▶

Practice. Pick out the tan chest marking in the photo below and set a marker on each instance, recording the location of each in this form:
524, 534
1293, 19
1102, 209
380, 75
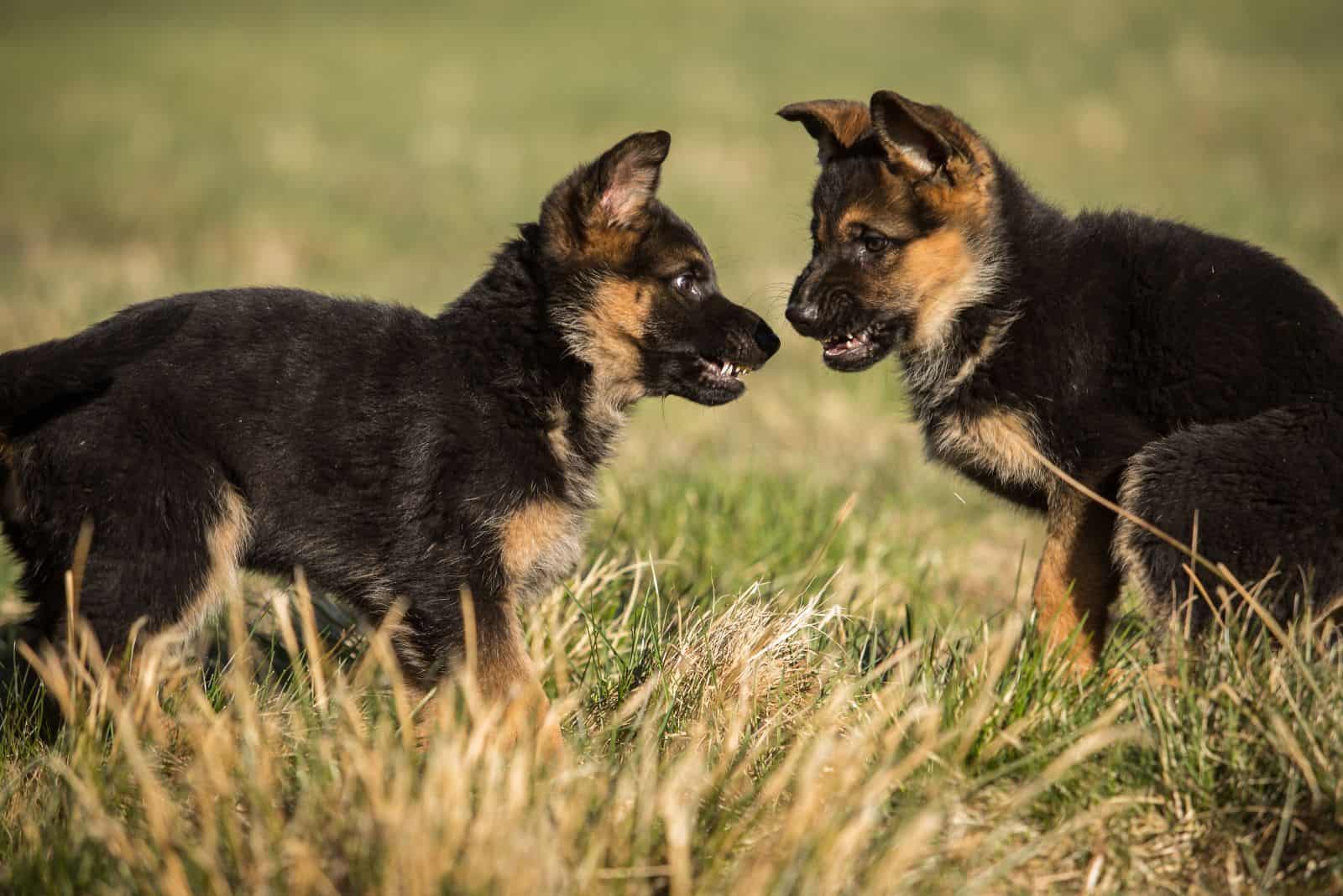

◀

## Exercise requirements
Reproduce every line of the records above verbatim, omitting the pictures.

## Task result
Practice. Pick out the tan chest marking in the photo below and set a marker on each instance, recording the location of each in this form:
524, 534
1293, 19
1102, 209
380, 75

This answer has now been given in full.